Image-backed grounding data
*****
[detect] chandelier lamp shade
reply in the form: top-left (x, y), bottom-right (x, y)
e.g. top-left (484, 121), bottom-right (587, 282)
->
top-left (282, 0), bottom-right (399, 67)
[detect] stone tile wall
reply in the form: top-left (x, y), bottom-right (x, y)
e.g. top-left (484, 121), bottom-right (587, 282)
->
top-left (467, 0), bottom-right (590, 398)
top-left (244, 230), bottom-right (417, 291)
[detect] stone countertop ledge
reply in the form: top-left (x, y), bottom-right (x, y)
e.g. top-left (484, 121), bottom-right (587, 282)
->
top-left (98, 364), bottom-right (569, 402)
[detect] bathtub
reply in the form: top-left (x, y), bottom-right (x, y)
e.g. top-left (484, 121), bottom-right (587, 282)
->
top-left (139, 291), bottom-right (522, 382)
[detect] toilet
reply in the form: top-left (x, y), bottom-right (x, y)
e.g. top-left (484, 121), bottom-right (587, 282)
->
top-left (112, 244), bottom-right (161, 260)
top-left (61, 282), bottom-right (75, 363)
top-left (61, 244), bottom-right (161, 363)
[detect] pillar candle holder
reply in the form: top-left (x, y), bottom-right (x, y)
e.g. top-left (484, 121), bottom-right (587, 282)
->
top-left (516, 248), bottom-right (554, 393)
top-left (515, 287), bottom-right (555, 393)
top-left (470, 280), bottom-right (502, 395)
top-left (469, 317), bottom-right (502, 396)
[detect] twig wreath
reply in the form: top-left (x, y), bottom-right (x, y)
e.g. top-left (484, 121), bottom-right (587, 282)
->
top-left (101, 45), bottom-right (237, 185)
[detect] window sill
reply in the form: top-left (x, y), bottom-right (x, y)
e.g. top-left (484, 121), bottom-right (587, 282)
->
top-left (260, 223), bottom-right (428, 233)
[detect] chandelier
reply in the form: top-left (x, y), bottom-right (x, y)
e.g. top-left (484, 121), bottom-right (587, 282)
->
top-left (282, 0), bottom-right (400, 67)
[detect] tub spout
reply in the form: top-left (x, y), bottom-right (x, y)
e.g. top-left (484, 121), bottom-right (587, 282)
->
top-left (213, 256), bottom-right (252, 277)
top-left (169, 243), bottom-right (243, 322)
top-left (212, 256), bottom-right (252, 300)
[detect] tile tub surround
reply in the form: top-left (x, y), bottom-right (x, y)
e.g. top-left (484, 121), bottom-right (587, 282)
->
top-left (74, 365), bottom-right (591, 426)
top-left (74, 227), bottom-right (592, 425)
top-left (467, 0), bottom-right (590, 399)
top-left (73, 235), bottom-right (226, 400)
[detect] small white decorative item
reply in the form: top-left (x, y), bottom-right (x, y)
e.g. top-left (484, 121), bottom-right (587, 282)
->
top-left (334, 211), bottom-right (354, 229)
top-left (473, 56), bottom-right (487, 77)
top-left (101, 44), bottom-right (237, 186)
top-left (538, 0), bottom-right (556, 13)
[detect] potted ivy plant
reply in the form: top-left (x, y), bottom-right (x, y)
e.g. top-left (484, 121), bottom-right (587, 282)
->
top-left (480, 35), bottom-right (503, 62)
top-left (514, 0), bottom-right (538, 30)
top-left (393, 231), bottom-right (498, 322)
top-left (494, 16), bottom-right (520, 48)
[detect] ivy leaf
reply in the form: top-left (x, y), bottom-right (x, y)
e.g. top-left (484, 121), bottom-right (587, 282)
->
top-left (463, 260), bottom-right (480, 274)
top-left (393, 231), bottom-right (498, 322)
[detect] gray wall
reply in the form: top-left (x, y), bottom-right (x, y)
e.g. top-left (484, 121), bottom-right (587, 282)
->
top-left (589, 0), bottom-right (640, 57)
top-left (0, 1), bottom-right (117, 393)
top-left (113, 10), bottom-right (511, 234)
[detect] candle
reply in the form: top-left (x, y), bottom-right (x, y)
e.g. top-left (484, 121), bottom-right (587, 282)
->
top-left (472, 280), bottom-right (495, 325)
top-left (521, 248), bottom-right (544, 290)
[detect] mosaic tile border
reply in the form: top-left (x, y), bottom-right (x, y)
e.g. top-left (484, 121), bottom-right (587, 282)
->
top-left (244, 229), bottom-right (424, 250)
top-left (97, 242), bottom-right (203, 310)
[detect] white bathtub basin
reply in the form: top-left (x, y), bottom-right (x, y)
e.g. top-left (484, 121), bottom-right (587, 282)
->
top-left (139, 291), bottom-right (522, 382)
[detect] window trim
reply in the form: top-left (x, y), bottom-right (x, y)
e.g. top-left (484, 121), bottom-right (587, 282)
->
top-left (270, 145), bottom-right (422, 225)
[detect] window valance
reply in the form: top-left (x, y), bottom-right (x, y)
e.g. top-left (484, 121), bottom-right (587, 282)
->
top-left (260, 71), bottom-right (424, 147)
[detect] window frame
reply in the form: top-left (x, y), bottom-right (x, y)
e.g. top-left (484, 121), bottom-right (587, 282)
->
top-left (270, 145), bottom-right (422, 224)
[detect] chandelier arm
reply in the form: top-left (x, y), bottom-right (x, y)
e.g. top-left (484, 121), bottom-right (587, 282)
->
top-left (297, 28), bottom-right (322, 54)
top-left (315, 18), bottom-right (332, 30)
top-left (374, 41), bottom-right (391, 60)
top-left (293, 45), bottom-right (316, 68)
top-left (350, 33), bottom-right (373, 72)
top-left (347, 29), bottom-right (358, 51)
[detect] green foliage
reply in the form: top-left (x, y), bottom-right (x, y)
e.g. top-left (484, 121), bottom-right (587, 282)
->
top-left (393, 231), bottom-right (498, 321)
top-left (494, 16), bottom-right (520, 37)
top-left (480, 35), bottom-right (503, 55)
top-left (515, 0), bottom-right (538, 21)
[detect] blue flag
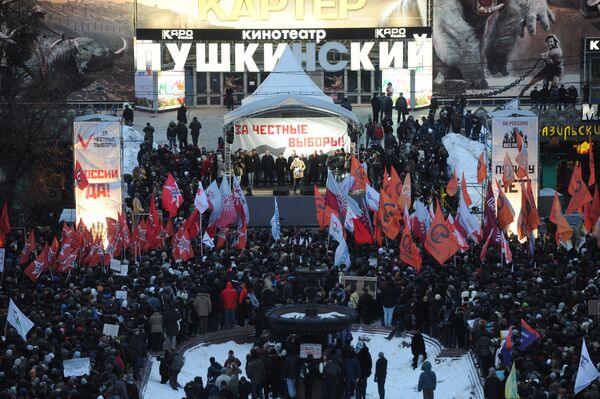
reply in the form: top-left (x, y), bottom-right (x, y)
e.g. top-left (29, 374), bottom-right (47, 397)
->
top-left (270, 198), bottom-right (281, 241)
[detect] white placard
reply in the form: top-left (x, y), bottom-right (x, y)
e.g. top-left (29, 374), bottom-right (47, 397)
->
top-left (63, 358), bottom-right (91, 377)
top-left (110, 259), bottom-right (122, 272)
top-left (232, 117), bottom-right (350, 158)
top-left (0, 248), bottom-right (5, 273)
top-left (118, 264), bottom-right (129, 276)
top-left (491, 116), bottom-right (539, 235)
top-left (102, 323), bottom-right (120, 337)
top-left (115, 290), bottom-right (127, 300)
top-left (300, 343), bottom-right (322, 359)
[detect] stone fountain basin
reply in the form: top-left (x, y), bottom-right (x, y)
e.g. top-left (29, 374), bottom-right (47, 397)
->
top-left (266, 304), bottom-right (357, 335)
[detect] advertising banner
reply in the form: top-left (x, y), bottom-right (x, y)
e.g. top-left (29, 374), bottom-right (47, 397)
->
top-left (232, 117), bottom-right (349, 157)
top-left (491, 116), bottom-right (539, 236)
top-left (74, 121), bottom-right (123, 235)
top-left (432, 2), bottom-right (600, 97)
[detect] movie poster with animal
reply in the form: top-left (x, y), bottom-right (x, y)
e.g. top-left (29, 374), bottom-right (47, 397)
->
top-left (431, 0), bottom-right (600, 97)
top-left (42, 0), bottom-right (134, 101)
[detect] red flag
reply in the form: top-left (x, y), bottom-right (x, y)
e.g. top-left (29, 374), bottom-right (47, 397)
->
top-left (74, 160), bottom-right (89, 190)
top-left (119, 212), bottom-right (130, 247)
top-left (0, 202), bottom-right (10, 236)
top-left (172, 227), bottom-right (195, 261)
top-left (215, 227), bottom-right (228, 249)
top-left (399, 214), bottom-right (422, 272)
top-left (352, 217), bottom-right (374, 245)
top-left (85, 236), bottom-right (103, 267)
top-left (215, 180), bottom-right (237, 228)
top-left (460, 172), bottom-right (472, 207)
top-left (234, 222), bottom-right (248, 250)
top-left (584, 187), bottom-right (600, 232)
top-left (24, 246), bottom-right (49, 283)
top-left (166, 218), bottom-right (175, 237)
top-left (377, 190), bottom-right (401, 240)
top-left (161, 173), bottom-right (184, 218)
top-left (20, 230), bottom-right (36, 264)
top-left (48, 237), bottom-right (59, 268)
top-left (525, 179), bottom-right (541, 234)
top-left (350, 155), bottom-right (369, 191)
top-left (184, 208), bottom-right (202, 238)
top-left (496, 180), bottom-right (515, 231)
top-left (590, 138), bottom-right (596, 187)
top-left (446, 170), bottom-right (458, 197)
top-left (477, 152), bottom-right (486, 184)
top-left (424, 201), bottom-right (460, 265)
top-left (389, 167), bottom-right (402, 203)
top-left (566, 163), bottom-right (593, 214)
top-left (550, 191), bottom-right (573, 245)
top-left (147, 198), bottom-right (160, 237)
top-left (56, 247), bottom-right (78, 273)
top-left (314, 185), bottom-right (332, 230)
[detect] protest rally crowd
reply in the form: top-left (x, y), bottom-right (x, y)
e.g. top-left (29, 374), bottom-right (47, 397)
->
top-left (0, 98), bottom-right (599, 399)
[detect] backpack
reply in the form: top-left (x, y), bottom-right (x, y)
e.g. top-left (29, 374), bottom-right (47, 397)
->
top-left (373, 125), bottom-right (383, 139)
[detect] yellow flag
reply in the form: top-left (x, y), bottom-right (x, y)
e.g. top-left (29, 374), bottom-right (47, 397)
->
top-left (505, 363), bottom-right (519, 399)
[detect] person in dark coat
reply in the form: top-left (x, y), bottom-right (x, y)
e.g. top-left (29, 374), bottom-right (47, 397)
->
top-left (167, 121), bottom-right (177, 150)
top-left (189, 117), bottom-right (202, 147)
top-left (463, 111), bottom-right (473, 138)
top-left (321, 354), bottom-right (342, 399)
top-left (374, 352), bottom-right (387, 399)
top-left (371, 93), bottom-right (381, 123)
top-left (529, 86), bottom-right (540, 107)
top-left (176, 121), bottom-right (188, 150)
top-left (283, 351), bottom-right (300, 398)
top-left (184, 377), bottom-right (206, 399)
top-left (246, 351), bottom-right (266, 399)
top-left (417, 361), bottom-right (436, 399)
top-left (411, 327), bottom-right (427, 370)
top-left (358, 346), bottom-right (372, 399)
top-left (143, 122), bottom-right (155, 143)
top-left (300, 354), bottom-right (317, 399)
top-left (260, 151), bottom-right (275, 186)
top-left (159, 350), bottom-right (172, 384)
top-left (177, 104), bottom-right (188, 124)
top-left (395, 93), bottom-right (408, 123)
top-left (344, 351), bottom-right (361, 399)
top-left (169, 351), bottom-right (185, 390)
top-left (219, 380), bottom-right (235, 399)
top-left (357, 288), bottom-right (376, 324)
top-left (207, 357), bottom-right (223, 385)
top-left (483, 367), bottom-right (503, 399)
top-left (122, 104), bottom-right (134, 125)
top-left (275, 153), bottom-right (287, 186)
top-left (380, 282), bottom-right (396, 327)
top-left (383, 94), bottom-right (394, 119)
top-left (308, 152), bottom-right (320, 185)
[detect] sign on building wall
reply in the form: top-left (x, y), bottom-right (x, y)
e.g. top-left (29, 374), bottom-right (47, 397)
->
top-left (74, 121), bottom-right (123, 236)
top-left (232, 117), bottom-right (350, 157)
top-left (491, 116), bottom-right (539, 236)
*****
INSTRUCTIONS FOR THE TASK: Wherever a line holds the word "flag", copy that line out of the entries above.

SOLUTION:
[detect] blue flag
[detect] red flag
[detect] yellow flag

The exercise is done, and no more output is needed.